[Begin LISTED ENTRIES]

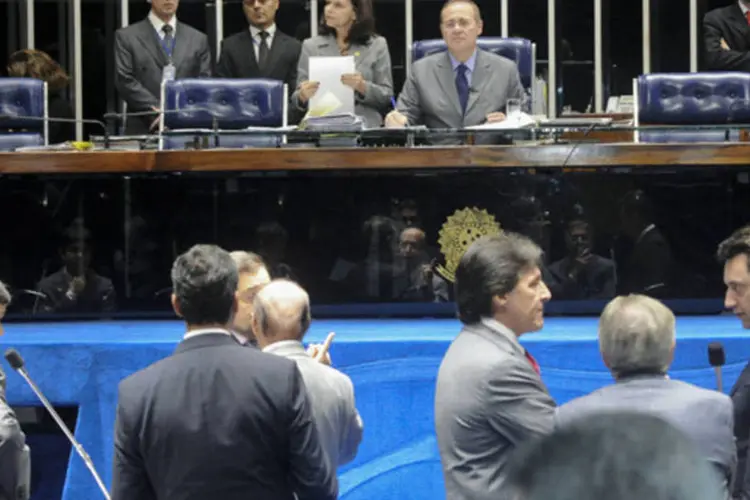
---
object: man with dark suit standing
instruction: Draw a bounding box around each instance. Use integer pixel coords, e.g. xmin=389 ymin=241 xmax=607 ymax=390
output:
xmin=115 ymin=0 xmax=211 ymax=134
xmin=716 ymin=226 xmax=750 ymax=500
xmin=112 ymin=245 xmax=338 ymax=500
xmin=703 ymin=0 xmax=750 ymax=72
xmin=435 ymin=233 xmax=555 ymax=500
xmin=0 ymin=282 xmax=28 ymax=500
xmin=216 ymin=0 xmax=302 ymax=120
xmin=555 ymin=295 xmax=737 ymax=493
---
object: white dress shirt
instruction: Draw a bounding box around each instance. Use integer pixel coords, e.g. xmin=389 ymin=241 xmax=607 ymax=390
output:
xmin=148 ymin=10 xmax=177 ymax=40
xmin=250 ymin=23 xmax=276 ymax=61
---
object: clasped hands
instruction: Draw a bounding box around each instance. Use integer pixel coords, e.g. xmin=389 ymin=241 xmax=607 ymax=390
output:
xmin=297 ymin=73 xmax=367 ymax=103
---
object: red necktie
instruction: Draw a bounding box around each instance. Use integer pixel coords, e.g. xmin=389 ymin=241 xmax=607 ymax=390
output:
xmin=524 ymin=351 xmax=542 ymax=375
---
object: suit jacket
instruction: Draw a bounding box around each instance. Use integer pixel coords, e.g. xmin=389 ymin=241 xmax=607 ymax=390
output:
xmin=263 ymin=341 xmax=363 ymax=466
xmin=397 ymin=48 xmax=523 ymax=137
xmin=729 ymin=363 xmax=750 ymax=500
xmin=293 ymin=35 xmax=393 ymax=128
xmin=555 ymin=375 xmax=737 ymax=485
xmin=112 ymin=332 xmax=338 ymax=500
xmin=216 ymin=28 xmax=302 ymax=123
xmin=703 ymin=0 xmax=750 ymax=72
xmin=0 ymin=369 xmax=26 ymax=500
xmin=115 ymin=18 xmax=211 ymax=134
xmin=435 ymin=320 xmax=555 ymax=500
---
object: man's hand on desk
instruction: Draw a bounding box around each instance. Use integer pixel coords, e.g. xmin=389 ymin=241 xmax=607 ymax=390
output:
xmin=299 ymin=80 xmax=320 ymax=104
xmin=385 ymin=109 xmax=409 ymax=128
xmin=341 ymin=73 xmax=367 ymax=95
xmin=486 ymin=111 xmax=505 ymax=123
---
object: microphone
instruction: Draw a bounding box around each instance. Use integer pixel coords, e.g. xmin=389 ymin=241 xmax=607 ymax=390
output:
xmin=708 ymin=342 xmax=727 ymax=392
xmin=0 ymin=115 xmax=109 ymax=149
xmin=5 ymin=348 xmax=110 ymax=500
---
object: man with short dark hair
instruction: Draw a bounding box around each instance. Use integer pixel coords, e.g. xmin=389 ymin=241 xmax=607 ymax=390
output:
xmin=509 ymin=411 xmax=726 ymax=500
xmin=112 ymin=245 xmax=338 ymax=500
xmin=716 ymin=226 xmax=750 ymax=500
xmin=435 ymin=233 xmax=555 ymax=500
xmin=0 ymin=282 xmax=26 ymax=500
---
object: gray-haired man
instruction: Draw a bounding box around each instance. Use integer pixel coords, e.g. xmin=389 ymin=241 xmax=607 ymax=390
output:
xmin=0 ymin=282 xmax=26 ymax=500
xmin=555 ymin=295 xmax=737 ymax=494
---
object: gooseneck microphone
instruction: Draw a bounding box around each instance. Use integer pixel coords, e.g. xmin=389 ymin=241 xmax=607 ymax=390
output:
xmin=5 ymin=349 xmax=110 ymax=500
xmin=708 ymin=342 xmax=727 ymax=392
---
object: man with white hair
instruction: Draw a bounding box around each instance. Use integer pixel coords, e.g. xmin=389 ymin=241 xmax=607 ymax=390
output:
xmin=253 ymin=279 xmax=363 ymax=466
xmin=555 ymin=295 xmax=737 ymax=487
xmin=0 ymin=282 xmax=26 ymax=500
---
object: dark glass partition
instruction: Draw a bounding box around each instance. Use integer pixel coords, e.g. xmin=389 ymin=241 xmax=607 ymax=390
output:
xmin=0 ymin=162 xmax=750 ymax=319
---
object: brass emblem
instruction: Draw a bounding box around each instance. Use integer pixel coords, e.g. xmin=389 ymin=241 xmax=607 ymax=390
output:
xmin=436 ymin=207 xmax=503 ymax=283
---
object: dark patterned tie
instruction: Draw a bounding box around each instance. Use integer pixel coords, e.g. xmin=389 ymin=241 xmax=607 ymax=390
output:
xmin=161 ymin=24 xmax=174 ymax=59
xmin=456 ymin=64 xmax=469 ymax=115
xmin=258 ymin=31 xmax=268 ymax=71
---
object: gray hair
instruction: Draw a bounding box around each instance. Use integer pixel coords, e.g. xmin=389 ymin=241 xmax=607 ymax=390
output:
xmin=599 ymin=294 xmax=675 ymax=377
xmin=0 ymin=281 xmax=11 ymax=306
xmin=229 ymin=250 xmax=266 ymax=274
xmin=253 ymin=279 xmax=312 ymax=340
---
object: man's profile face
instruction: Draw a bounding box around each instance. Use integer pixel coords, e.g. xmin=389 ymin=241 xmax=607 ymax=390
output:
xmin=151 ymin=0 xmax=180 ymax=17
xmin=501 ymin=266 xmax=552 ymax=335
xmin=242 ymin=0 xmax=279 ymax=28
xmin=232 ymin=267 xmax=271 ymax=338
xmin=440 ymin=2 xmax=482 ymax=52
xmin=724 ymin=254 xmax=750 ymax=328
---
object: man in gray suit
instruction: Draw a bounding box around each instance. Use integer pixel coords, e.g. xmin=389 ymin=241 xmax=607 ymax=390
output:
xmin=385 ymin=0 xmax=523 ymax=135
xmin=555 ymin=295 xmax=737 ymax=487
xmin=435 ymin=233 xmax=555 ymax=500
xmin=0 ymin=282 xmax=26 ymax=500
xmin=253 ymin=280 xmax=363 ymax=467
xmin=115 ymin=0 xmax=211 ymax=134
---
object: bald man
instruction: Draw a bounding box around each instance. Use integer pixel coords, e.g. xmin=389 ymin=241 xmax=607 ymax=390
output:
xmin=253 ymin=280 xmax=363 ymax=465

[End LISTED ENTRIES]

Write out all of the material above line for line, word for word, and leave the pictures out.

---
object: man with dark suit standing
instruction: Draw a bounding box around each instance. Use integer pixel coords, e.g. xmin=389 ymin=241 xmax=607 ymax=390
output:
xmin=115 ymin=0 xmax=211 ymax=134
xmin=716 ymin=226 xmax=750 ymax=500
xmin=112 ymin=245 xmax=338 ymax=500
xmin=703 ymin=0 xmax=750 ymax=72
xmin=435 ymin=233 xmax=555 ymax=500
xmin=0 ymin=282 xmax=28 ymax=500
xmin=216 ymin=0 xmax=302 ymax=120
xmin=555 ymin=295 xmax=737 ymax=493
---
object: white dress shirt
instruction: Draw a bounding box around each instance. Use integer pixel coords, e.g. xmin=389 ymin=241 xmax=607 ymax=390
output:
xmin=148 ymin=10 xmax=177 ymax=40
xmin=250 ymin=23 xmax=276 ymax=61
---
object: clasped hands
instruction: Draw a bounding box around each instance. Use integer pixel coords, e.g. xmin=389 ymin=241 xmax=607 ymax=390
output:
xmin=297 ymin=73 xmax=367 ymax=103
---
object: red necktie
instruction: Draw a bounding box around each instance. Use integer pixel coords, e.g. xmin=389 ymin=241 xmax=607 ymax=390
output:
xmin=524 ymin=351 xmax=542 ymax=375
---
object: suit jacket
instruction: Draw a bounding box around each instance. Use integer pixel coords, e.g. xmin=389 ymin=241 xmax=607 ymax=390
output:
xmin=263 ymin=341 xmax=363 ymax=466
xmin=397 ymin=48 xmax=523 ymax=137
xmin=729 ymin=363 xmax=750 ymax=500
xmin=293 ymin=35 xmax=393 ymax=128
xmin=555 ymin=375 xmax=737 ymax=485
xmin=112 ymin=332 xmax=338 ymax=500
xmin=216 ymin=28 xmax=302 ymax=123
xmin=703 ymin=0 xmax=750 ymax=72
xmin=0 ymin=369 xmax=26 ymax=500
xmin=115 ymin=18 xmax=211 ymax=134
xmin=435 ymin=320 xmax=555 ymax=500
---
object: man's hand on desk
instruction: Draw a bounding box around each instance. Use integer pixel coords, e.g. xmin=389 ymin=241 xmax=607 ymax=390
output:
xmin=299 ymin=80 xmax=320 ymax=104
xmin=385 ymin=109 xmax=409 ymax=128
xmin=341 ymin=73 xmax=367 ymax=95
xmin=486 ymin=111 xmax=505 ymax=123
---
object: microphone
instruction: Draw a bounding box around each instance. Use integer pixel coords, e.g. xmin=389 ymin=241 xmax=607 ymax=390
output:
xmin=708 ymin=342 xmax=727 ymax=392
xmin=0 ymin=115 xmax=109 ymax=149
xmin=5 ymin=348 xmax=110 ymax=500
---
object: man with short dark hair
instruction: Draw a bounding box around each instance. Use integer pixel coords, e.g. xmin=389 ymin=241 xmax=607 ymax=390
output:
xmin=509 ymin=411 xmax=726 ymax=500
xmin=112 ymin=245 xmax=338 ymax=500
xmin=716 ymin=226 xmax=750 ymax=500
xmin=435 ymin=233 xmax=555 ymax=500
xmin=0 ymin=282 xmax=26 ymax=500
---
object: gray-haired man
instruction: Draw a bounding box around each instance. Use integer pixel coords, e.g. xmin=389 ymin=241 xmax=607 ymax=390
output:
xmin=0 ymin=282 xmax=26 ymax=500
xmin=555 ymin=295 xmax=737 ymax=494
---
object: gooseneck microphone
instruction: Draw a bounding box around each instance. Use integer pixel coords, e.g. xmin=389 ymin=241 xmax=607 ymax=390
output:
xmin=5 ymin=349 xmax=110 ymax=500
xmin=708 ymin=342 xmax=727 ymax=392
---
object: man with white hair
instruction: Draw a bounding box around each instance. Use integer pixel coords, e.g. xmin=389 ymin=241 xmax=607 ymax=390
output:
xmin=253 ymin=279 xmax=363 ymax=466
xmin=555 ymin=295 xmax=737 ymax=487
xmin=0 ymin=282 xmax=26 ymax=500
---
object: dark glass partition
instruction: Draw a bounding box around each instance. Use integer pixel coords, e.g. xmin=389 ymin=241 xmax=607 ymax=390
output:
xmin=0 ymin=162 xmax=750 ymax=319
---
object: brass emblem
instruction: Draw a bounding box around each instance. Use integer pixel coords, e.g. xmin=389 ymin=241 xmax=607 ymax=390
output:
xmin=436 ymin=207 xmax=503 ymax=283
---
object: dark patterned tie
instruction: Draw a bounding box around each instance. Use integer pixel coords, e.g. xmin=389 ymin=241 xmax=607 ymax=390
output:
xmin=161 ymin=24 xmax=174 ymax=59
xmin=456 ymin=64 xmax=469 ymax=115
xmin=258 ymin=31 xmax=268 ymax=71
---
object: gray hair
instruction: Draw a bounding box around each instance. Use integer pixel coords, e.g. xmin=389 ymin=241 xmax=607 ymax=390
output:
xmin=599 ymin=294 xmax=675 ymax=377
xmin=0 ymin=281 xmax=11 ymax=306
xmin=229 ymin=250 xmax=266 ymax=274
xmin=253 ymin=279 xmax=312 ymax=340
---
object: man's profile face
instruction: Draw a bounding box around each instance. Use integer pixel coords, e.g. xmin=389 ymin=241 xmax=607 ymax=390
output:
xmin=151 ymin=0 xmax=180 ymax=17
xmin=501 ymin=266 xmax=552 ymax=335
xmin=242 ymin=0 xmax=279 ymax=28
xmin=232 ymin=267 xmax=271 ymax=338
xmin=440 ymin=2 xmax=482 ymax=52
xmin=724 ymin=254 xmax=750 ymax=328
---
object: man in gray suit
instruction: Draw a bounding box around each instance. Use integer pixel coords, e.g. xmin=389 ymin=241 xmax=607 ymax=390
output:
xmin=385 ymin=0 xmax=523 ymax=135
xmin=555 ymin=295 xmax=737 ymax=487
xmin=435 ymin=233 xmax=555 ymax=500
xmin=0 ymin=282 xmax=26 ymax=500
xmin=253 ymin=280 xmax=363 ymax=467
xmin=115 ymin=0 xmax=211 ymax=134
---
object: bald man
instruction: Draw a bounding box around each instance. Use integer pixel coords, e.g. xmin=389 ymin=241 xmax=607 ymax=390
output:
xmin=253 ymin=280 xmax=363 ymax=465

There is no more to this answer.